Task directions: Return every line from the one with "Query: skin" through the one with "column 738, row 100", inclusive, exactly as it appears below.

─── Working data

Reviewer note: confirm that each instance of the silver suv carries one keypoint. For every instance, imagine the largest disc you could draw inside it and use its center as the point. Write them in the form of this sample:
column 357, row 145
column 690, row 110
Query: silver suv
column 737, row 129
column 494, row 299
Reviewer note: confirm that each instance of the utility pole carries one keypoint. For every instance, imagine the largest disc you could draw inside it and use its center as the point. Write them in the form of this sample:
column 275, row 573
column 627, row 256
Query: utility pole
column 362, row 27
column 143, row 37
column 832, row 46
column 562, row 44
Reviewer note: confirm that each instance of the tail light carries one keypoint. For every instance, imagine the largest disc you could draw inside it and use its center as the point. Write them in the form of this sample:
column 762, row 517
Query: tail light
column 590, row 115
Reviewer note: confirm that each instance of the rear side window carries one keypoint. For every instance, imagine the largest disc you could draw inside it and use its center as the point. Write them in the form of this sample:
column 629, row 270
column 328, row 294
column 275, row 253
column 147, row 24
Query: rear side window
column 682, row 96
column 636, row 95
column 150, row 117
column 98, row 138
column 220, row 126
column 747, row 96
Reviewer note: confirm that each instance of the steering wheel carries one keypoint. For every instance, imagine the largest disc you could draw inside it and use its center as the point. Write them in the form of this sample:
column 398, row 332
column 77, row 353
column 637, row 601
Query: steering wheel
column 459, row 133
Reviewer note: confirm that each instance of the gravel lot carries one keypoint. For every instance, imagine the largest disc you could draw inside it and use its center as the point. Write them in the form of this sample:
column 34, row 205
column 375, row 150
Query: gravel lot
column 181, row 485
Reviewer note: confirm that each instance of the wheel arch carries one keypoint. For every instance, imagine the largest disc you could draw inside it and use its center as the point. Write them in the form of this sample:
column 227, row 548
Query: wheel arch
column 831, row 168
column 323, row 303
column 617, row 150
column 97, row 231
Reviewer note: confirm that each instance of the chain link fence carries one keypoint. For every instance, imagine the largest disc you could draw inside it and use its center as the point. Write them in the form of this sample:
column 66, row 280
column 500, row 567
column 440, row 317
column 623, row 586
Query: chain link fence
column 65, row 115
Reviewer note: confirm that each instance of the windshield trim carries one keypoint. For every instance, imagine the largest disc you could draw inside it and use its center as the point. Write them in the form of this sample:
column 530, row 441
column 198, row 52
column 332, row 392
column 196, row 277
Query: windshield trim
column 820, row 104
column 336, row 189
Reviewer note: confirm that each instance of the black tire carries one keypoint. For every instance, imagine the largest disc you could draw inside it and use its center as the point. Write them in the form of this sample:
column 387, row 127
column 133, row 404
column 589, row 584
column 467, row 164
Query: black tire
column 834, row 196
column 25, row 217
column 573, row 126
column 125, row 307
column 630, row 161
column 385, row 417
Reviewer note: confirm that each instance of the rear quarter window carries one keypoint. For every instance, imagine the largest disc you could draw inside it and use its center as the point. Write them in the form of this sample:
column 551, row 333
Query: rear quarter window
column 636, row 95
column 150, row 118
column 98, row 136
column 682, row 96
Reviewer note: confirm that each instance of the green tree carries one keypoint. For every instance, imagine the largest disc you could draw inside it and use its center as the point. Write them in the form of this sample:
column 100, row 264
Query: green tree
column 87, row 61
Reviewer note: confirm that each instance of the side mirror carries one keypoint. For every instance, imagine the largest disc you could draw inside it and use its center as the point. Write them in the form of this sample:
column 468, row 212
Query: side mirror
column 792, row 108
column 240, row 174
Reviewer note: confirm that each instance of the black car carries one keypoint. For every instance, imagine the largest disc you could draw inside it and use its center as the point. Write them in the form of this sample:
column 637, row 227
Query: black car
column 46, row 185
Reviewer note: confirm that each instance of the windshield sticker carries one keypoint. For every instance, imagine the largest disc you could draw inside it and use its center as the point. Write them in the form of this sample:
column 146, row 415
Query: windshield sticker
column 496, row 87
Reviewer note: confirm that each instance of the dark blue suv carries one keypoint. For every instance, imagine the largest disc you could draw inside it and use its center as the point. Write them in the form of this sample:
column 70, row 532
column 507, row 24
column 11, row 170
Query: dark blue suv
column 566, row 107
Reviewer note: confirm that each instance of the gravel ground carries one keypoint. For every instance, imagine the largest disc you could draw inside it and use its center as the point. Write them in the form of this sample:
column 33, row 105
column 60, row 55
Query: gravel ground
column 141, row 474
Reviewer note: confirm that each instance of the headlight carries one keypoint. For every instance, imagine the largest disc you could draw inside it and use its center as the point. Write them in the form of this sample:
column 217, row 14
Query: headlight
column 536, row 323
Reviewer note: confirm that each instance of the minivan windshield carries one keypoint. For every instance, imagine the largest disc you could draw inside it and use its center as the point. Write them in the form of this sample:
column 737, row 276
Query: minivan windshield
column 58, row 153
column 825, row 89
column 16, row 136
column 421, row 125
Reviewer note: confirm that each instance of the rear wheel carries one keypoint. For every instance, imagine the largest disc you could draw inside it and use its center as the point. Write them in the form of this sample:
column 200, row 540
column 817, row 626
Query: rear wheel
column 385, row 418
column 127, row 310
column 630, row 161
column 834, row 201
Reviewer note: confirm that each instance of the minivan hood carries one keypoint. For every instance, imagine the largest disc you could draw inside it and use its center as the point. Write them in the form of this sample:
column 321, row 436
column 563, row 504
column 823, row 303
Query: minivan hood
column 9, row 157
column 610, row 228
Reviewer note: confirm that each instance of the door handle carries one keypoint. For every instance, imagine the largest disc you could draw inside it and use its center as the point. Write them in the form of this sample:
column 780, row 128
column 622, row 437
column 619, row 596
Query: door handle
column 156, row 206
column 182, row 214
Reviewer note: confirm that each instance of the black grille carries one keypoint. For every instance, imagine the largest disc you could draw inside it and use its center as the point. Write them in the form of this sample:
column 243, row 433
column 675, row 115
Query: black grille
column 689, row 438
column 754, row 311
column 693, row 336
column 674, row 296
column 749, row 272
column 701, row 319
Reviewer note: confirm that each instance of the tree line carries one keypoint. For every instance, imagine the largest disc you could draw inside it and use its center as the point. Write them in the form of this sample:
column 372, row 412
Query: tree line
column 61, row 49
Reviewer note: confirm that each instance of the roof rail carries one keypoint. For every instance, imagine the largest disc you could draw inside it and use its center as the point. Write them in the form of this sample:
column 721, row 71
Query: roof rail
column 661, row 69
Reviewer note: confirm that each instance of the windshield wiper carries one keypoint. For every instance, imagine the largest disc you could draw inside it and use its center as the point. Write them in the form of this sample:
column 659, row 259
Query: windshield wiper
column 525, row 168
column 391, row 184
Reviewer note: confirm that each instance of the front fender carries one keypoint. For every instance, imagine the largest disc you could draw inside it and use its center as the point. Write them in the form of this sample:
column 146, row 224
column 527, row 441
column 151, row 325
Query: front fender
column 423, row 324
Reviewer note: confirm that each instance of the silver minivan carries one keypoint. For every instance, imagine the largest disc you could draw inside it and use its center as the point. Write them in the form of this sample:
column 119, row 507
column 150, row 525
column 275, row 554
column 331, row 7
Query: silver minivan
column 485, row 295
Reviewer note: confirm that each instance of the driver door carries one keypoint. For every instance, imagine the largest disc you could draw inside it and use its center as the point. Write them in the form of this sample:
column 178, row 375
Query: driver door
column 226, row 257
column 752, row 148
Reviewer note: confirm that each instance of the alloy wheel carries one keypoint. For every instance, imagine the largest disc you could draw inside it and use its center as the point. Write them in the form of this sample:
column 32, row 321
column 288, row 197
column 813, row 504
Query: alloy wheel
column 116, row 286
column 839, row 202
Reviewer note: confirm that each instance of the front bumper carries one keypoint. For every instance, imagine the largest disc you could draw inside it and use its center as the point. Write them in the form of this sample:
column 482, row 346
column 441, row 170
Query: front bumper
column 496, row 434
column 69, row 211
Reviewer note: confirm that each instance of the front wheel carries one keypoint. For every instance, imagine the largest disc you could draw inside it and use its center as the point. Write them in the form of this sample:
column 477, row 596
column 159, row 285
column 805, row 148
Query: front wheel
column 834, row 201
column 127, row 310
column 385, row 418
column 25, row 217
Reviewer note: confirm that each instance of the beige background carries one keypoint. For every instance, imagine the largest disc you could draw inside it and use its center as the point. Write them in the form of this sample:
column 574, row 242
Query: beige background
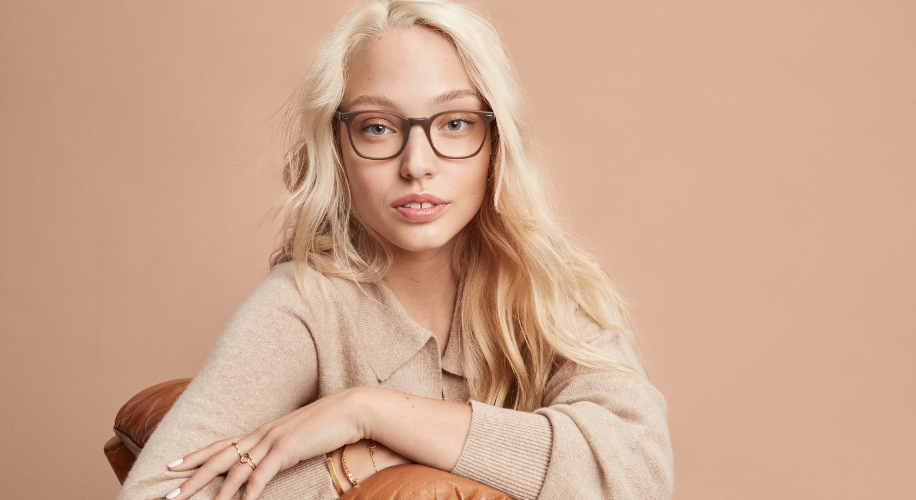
column 745, row 170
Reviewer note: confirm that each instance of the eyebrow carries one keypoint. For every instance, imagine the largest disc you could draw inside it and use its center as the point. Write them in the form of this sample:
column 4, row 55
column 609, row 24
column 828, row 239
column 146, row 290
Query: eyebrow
column 384, row 102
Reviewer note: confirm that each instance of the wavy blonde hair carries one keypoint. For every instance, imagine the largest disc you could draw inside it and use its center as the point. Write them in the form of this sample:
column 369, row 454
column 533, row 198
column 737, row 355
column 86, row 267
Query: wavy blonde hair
column 525, row 283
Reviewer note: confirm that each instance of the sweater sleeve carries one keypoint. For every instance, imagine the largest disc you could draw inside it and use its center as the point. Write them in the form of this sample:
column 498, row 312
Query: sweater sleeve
column 264, row 366
column 600, row 434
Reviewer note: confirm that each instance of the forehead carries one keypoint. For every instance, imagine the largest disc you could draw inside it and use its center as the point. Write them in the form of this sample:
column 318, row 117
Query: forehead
column 409, row 69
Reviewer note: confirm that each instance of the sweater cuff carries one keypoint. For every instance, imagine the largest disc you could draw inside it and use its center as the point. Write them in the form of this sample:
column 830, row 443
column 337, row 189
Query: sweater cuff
column 507, row 450
column 307, row 478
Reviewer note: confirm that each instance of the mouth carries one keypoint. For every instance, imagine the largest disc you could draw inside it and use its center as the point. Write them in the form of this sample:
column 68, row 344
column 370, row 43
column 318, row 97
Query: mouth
column 419, row 207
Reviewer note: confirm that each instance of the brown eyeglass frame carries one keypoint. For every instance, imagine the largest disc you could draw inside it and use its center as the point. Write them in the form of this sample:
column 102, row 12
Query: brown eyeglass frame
column 486, row 116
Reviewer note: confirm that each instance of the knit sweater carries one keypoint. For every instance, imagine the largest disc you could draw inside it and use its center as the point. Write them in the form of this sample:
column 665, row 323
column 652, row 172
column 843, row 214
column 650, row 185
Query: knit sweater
column 599, row 433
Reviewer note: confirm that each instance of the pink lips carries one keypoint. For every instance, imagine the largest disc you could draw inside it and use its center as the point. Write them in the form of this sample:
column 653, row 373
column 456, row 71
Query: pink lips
column 419, row 207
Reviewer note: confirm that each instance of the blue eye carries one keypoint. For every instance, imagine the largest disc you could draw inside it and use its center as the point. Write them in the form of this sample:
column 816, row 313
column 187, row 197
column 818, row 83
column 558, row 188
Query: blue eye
column 377, row 129
column 456, row 125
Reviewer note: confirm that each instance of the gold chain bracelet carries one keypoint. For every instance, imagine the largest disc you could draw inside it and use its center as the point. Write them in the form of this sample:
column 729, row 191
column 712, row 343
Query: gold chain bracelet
column 343, row 462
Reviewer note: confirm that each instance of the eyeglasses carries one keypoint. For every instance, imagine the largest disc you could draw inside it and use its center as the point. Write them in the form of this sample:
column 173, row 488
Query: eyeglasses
column 380, row 135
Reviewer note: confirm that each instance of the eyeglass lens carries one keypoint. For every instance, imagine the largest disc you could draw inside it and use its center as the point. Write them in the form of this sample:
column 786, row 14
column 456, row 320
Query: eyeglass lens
column 456, row 134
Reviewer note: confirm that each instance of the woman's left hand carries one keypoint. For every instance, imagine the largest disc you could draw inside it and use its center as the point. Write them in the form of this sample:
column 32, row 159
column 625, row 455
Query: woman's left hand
column 315, row 429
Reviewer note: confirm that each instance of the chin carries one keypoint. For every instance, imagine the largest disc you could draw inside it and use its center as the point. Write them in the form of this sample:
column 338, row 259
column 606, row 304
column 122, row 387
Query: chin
column 421, row 242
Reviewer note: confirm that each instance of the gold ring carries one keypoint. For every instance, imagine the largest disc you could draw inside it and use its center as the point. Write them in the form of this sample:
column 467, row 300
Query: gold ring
column 237, row 450
column 246, row 459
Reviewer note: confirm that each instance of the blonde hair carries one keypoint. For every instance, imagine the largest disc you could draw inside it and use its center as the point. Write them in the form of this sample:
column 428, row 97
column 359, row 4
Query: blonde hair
column 525, row 283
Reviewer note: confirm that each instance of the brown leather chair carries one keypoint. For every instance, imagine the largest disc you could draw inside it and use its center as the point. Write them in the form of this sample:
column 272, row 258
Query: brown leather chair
column 139, row 417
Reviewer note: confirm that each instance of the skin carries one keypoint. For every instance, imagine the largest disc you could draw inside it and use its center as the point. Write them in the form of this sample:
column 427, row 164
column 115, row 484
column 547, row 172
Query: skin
column 414, row 73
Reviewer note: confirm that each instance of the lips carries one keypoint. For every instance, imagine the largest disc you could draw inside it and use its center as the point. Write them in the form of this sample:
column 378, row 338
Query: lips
column 419, row 207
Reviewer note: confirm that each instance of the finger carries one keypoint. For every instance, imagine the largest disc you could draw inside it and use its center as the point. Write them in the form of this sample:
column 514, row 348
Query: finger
column 266, row 470
column 195, row 459
column 236, row 477
column 216, row 465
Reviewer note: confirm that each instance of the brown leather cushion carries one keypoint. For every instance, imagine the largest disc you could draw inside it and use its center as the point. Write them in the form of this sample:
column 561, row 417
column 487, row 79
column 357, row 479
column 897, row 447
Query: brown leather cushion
column 406, row 482
column 137, row 420
column 139, row 417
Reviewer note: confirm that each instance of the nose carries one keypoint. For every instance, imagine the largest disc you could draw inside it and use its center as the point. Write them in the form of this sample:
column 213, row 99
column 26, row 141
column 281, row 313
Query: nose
column 418, row 160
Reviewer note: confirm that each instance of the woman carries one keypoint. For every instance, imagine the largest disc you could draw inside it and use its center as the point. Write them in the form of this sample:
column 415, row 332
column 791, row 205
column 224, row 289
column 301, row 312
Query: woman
column 424, row 306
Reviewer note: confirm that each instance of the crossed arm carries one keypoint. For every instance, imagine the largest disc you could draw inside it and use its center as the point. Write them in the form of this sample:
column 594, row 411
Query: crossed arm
column 422, row 430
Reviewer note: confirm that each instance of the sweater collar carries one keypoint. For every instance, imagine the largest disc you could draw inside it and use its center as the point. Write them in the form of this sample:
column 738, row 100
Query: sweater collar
column 393, row 346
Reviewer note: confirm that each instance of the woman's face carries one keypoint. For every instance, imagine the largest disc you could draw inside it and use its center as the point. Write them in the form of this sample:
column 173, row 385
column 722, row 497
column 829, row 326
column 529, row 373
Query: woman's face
column 414, row 73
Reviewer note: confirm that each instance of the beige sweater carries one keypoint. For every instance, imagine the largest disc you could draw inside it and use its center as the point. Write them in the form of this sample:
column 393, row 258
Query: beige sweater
column 599, row 434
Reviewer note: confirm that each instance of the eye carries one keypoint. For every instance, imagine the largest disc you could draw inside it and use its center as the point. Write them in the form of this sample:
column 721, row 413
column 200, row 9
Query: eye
column 456, row 125
column 377, row 129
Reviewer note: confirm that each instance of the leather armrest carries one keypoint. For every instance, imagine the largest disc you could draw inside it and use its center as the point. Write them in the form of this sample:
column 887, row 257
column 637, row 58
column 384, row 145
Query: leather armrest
column 414, row 481
column 136, row 422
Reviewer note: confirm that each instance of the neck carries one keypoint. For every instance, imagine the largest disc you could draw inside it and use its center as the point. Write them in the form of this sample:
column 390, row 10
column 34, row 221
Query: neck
column 426, row 286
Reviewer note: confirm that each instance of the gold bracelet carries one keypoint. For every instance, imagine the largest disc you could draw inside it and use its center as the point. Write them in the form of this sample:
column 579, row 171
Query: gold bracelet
column 333, row 474
column 372, row 444
column 343, row 462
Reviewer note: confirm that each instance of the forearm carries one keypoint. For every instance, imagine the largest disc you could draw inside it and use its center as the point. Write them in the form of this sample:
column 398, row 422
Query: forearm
column 427, row 431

──────

Answer section:
Query: skin
column 414, row 73
Reviewer note: confirm that each instance of the lips carries one keypoint. For every instance, imagine the largest disc you could draw inside it and use its center as the point. Write them in the form of this sample:
column 378, row 338
Query: lips
column 419, row 207
Reviewer note: confirm that each instance of the finger carries one keypoint. For every instance, imagine the largest disc you could draw inside it and use its center as the point. Write them in the form of this sample:
column 514, row 348
Query: finger
column 266, row 470
column 195, row 459
column 236, row 477
column 216, row 465
Reviewer note: confirm that each instance of the brown leather cushion carries one keypoint. For every instance, imagine the largest disc you could draw inside it and use its center as the point. Write them in the form of this sample:
column 561, row 417
column 487, row 79
column 357, row 479
column 897, row 447
Query: brown leather cushion
column 406, row 482
column 137, row 420
column 139, row 417
Reviewer note: confirm that each instance of the nose carries one keypoint. For every instance, imagine the largest disc you could draw inside it and use its center as the point. Write them in the form of this sample:
column 213, row 99
column 26, row 141
column 281, row 313
Query: nose
column 418, row 160
Reviewer note: confirm that each instance of the woman carries one keypoint. For every instance, imagine the largest disc you could draw inside it and use its center as the point. Write them in the form of this sample:
column 415, row 332
column 791, row 205
column 224, row 289
column 301, row 312
Query: woman
column 424, row 306
Reviewer note: confirm that each instance of the crossed arm carries one keypoint. For every instance, imagine the largest disc you could draw inside it and use its center as the point. Write them in the form of this sample:
column 594, row 411
Query: crossed arm
column 422, row 430
Reviewer note: confirm that each instance of the sweater collar carries one keypoint. For every instance, imagine the largest disc you could draw inside it and use its center as the point. Write them in the form of this sample:
column 738, row 100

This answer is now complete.